PROBLEM DETAILS → Using the listing, work out the number of lines where "leafy" shows up, and answer with that number alone.

[PROVIDED RECORDS Boundary: Start]

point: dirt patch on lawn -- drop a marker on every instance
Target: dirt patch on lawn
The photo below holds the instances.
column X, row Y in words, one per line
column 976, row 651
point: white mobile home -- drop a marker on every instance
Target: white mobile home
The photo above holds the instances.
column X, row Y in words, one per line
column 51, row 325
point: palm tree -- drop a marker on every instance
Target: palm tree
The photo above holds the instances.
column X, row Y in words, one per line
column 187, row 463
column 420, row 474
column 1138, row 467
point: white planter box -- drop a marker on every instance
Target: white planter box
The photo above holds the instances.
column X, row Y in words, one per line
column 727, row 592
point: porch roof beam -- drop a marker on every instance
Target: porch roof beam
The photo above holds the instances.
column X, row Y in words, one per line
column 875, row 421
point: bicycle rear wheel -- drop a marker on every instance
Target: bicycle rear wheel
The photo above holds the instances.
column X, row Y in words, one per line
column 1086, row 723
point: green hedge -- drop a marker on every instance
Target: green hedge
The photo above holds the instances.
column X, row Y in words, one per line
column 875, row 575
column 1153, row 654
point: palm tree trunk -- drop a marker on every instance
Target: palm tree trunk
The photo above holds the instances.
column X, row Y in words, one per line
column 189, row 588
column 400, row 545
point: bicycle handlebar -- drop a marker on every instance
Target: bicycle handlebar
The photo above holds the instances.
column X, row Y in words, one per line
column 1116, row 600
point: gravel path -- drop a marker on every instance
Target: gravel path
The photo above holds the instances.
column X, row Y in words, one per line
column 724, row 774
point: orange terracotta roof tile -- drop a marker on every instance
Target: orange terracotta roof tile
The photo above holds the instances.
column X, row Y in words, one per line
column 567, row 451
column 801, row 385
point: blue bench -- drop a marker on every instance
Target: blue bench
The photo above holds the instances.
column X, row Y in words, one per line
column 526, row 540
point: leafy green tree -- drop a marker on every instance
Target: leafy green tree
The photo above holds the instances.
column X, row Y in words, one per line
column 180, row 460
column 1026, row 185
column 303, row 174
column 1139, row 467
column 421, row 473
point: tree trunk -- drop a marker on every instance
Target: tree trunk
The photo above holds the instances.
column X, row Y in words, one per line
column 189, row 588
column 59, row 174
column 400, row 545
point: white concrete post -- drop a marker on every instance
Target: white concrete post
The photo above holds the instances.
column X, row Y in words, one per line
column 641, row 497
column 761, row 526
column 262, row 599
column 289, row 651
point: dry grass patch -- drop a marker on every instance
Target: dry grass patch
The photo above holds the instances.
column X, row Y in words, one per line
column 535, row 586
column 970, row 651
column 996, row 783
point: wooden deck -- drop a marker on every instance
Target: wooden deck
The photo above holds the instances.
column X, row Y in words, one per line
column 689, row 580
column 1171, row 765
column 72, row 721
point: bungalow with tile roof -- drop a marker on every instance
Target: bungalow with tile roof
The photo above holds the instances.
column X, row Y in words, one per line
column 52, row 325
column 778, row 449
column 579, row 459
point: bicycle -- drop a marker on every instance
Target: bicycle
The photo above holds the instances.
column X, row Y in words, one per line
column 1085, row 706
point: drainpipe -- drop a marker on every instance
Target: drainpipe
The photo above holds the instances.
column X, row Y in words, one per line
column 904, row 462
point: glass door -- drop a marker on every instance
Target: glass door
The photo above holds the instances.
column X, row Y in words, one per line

[PROVIDED RECORDS Boundary: End]

WRITTEN RESPONSE → 2